What is asked:
All lines from the line containing "If you could mark the window" up to and including the last line of the listing below should be echoed exactly; no other lines belong in the response.

(Data listing)
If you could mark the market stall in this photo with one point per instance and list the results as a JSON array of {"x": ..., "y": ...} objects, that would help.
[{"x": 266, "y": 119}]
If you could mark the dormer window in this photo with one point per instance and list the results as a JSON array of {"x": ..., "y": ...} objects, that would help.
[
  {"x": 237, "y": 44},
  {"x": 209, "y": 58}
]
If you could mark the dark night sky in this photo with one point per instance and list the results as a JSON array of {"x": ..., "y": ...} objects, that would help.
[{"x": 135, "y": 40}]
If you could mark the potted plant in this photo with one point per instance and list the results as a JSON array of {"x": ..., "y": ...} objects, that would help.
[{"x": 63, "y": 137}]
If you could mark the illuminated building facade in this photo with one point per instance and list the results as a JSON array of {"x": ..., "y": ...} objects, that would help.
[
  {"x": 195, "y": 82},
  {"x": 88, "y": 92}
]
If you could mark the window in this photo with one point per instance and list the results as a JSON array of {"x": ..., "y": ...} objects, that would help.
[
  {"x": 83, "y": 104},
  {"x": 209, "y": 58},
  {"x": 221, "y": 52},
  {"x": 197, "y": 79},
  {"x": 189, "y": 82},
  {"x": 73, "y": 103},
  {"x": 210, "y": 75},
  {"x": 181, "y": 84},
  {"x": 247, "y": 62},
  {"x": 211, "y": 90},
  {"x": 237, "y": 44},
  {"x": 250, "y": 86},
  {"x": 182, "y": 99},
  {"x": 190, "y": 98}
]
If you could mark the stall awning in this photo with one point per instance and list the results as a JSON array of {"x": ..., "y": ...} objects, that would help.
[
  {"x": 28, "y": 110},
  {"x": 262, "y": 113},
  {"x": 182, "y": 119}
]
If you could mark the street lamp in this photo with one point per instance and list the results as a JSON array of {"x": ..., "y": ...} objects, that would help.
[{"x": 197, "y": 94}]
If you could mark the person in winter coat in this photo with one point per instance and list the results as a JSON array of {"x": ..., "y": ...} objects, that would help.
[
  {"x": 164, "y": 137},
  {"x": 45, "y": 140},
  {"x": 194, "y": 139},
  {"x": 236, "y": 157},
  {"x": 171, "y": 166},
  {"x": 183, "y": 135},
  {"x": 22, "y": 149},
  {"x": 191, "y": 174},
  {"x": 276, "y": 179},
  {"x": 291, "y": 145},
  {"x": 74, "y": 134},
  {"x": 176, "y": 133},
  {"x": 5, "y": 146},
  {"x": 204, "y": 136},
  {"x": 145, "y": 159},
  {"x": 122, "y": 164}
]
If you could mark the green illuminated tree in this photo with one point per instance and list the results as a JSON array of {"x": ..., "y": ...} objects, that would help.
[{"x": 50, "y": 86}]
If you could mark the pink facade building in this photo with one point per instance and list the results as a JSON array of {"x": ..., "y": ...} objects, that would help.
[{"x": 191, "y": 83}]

Output of the exercise:
If you could mark the window in this photo with one point per instance and list the results as a JSON array of {"x": ..., "y": ...} objects, that would help.
[
  {"x": 83, "y": 104},
  {"x": 209, "y": 58},
  {"x": 221, "y": 52},
  {"x": 197, "y": 79},
  {"x": 189, "y": 82},
  {"x": 73, "y": 103},
  {"x": 210, "y": 75},
  {"x": 181, "y": 84},
  {"x": 247, "y": 62},
  {"x": 211, "y": 90},
  {"x": 237, "y": 44},
  {"x": 250, "y": 86},
  {"x": 182, "y": 99},
  {"x": 190, "y": 98}
]
If you could mark the stall awning in this photo with one point per instance and list the results as a JSON array of {"x": ..., "y": ...} objects, that would help.
[
  {"x": 28, "y": 110},
  {"x": 262, "y": 113},
  {"x": 182, "y": 119}
]
If you could mark the street lamp in this photo with one point per instance and list the results as a JSON array of {"x": ..., "y": ...} objects, that would help.
[{"x": 197, "y": 94}]
If you could mark the person in winter coat in this photo with one point per instance and list the results as a JSON array of {"x": ..., "y": ...} objects, that would help.
[
  {"x": 164, "y": 137},
  {"x": 45, "y": 140},
  {"x": 194, "y": 139},
  {"x": 236, "y": 157},
  {"x": 171, "y": 166},
  {"x": 183, "y": 135},
  {"x": 22, "y": 149},
  {"x": 191, "y": 174},
  {"x": 276, "y": 179},
  {"x": 291, "y": 145},
  {"x": 74, "y": 134},
  {"x": 176, "y": 133},
  {"x": 5, "y": 146},
  {"x": 204, "y": 136},
  {"x": 145, "y": 159},
  {"x": 122, "y": 164}
]
If you could mark the green illuminated tree in this photo with one point per instance and list the results as a JSON array of {"x": ..., "y": ...} objects, that would help.
[{"x": 50, "y": 86}]
If you could mark the pink facade building in this photo with one point per instance and list the results as a JSON array of {"x": ..., "y": ...} objects, that would help.
[{"x": 191, "y": 83}]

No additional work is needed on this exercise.